STATED TASK => Rewrite the listing from the line containing "Please help me find the red" through its end, swapping "goal post" for "goalpost" and keeping everything else the same.

PROVIDED INFORMATION =>
** start **

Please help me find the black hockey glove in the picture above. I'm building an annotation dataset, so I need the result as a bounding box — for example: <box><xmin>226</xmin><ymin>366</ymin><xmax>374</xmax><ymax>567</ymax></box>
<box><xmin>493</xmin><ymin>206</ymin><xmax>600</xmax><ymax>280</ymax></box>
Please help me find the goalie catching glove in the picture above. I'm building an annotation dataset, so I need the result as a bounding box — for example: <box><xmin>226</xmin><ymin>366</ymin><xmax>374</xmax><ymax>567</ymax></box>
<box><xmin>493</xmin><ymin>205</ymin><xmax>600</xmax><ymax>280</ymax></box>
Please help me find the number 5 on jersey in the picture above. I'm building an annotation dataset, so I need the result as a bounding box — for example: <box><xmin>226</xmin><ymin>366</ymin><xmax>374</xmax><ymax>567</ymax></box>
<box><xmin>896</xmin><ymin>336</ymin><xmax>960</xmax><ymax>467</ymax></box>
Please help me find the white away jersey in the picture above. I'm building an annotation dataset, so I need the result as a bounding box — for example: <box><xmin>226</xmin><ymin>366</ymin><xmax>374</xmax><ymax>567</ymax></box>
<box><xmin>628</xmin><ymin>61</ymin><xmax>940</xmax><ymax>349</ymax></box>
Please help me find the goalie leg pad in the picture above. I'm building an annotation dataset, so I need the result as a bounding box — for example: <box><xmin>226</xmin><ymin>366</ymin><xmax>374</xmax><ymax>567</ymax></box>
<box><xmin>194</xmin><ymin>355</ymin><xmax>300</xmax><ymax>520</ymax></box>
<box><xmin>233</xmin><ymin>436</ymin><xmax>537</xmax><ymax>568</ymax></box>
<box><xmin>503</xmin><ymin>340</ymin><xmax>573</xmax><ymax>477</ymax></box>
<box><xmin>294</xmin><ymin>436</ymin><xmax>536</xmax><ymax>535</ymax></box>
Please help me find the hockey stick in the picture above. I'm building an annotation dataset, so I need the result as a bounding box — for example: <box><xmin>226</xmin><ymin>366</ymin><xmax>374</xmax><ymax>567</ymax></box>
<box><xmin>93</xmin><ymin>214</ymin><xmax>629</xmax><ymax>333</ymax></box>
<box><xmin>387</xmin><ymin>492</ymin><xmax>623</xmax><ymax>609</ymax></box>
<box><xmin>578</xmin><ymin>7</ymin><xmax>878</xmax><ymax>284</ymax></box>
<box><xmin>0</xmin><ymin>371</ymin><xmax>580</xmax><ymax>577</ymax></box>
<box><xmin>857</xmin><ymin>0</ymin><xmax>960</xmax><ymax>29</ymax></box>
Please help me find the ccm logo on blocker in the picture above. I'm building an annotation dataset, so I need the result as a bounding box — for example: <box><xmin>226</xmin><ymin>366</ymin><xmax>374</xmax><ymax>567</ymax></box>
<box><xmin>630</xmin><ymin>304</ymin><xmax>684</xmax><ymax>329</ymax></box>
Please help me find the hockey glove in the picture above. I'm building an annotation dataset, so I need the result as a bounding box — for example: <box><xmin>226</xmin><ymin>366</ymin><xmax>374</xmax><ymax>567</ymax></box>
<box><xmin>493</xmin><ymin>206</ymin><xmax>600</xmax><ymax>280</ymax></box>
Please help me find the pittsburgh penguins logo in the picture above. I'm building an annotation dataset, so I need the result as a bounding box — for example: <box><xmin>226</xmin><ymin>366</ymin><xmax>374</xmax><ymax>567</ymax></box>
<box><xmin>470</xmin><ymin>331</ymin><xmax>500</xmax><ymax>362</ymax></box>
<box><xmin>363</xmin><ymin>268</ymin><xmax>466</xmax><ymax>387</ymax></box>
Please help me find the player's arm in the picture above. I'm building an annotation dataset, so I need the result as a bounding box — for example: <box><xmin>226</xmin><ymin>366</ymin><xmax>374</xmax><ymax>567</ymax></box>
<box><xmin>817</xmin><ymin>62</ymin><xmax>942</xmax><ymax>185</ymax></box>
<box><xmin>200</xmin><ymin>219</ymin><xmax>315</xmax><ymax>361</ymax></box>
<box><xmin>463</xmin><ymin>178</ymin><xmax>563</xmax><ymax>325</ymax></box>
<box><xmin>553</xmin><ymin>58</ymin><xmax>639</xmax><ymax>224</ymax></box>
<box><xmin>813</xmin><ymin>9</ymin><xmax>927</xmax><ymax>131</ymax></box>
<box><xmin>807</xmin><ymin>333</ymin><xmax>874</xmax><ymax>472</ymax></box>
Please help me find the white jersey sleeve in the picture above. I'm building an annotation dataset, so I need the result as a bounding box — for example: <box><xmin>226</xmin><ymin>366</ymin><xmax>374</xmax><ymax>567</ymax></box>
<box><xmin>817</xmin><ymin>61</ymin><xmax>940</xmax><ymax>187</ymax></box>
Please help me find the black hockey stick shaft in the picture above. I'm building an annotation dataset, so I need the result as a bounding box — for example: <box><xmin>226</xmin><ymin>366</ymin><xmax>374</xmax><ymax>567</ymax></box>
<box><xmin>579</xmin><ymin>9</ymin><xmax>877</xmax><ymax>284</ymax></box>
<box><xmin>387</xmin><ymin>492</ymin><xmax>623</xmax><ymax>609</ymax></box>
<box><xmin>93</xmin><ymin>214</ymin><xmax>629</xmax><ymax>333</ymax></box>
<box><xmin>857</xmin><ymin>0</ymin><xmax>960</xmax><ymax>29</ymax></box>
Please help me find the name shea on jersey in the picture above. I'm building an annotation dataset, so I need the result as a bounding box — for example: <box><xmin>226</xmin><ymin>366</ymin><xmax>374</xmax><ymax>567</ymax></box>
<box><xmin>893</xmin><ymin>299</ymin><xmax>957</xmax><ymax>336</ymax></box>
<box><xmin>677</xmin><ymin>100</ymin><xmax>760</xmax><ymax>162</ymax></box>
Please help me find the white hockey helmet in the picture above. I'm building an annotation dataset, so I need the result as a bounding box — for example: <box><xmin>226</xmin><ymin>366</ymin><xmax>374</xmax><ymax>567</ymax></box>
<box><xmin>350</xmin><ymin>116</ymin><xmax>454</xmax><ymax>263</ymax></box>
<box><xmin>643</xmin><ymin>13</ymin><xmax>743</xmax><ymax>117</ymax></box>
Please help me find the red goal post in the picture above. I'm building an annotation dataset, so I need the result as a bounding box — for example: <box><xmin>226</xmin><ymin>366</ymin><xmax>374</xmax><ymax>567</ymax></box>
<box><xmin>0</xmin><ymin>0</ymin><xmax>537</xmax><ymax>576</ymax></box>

** end **

WORKED ANSWER =>
Please help me find the red goalpost in the picture above. I'm building an annotation dataset, so I need the result as a bounding box — for example: <box><xmin>226</xmin><ymin>366</ymin><xmax>374</xmax><ymax>567</ymax></box>
<box><xmin>0</xmin><ymin>0</ymin><xmax>537</xmax><ymax>576</ymax></box>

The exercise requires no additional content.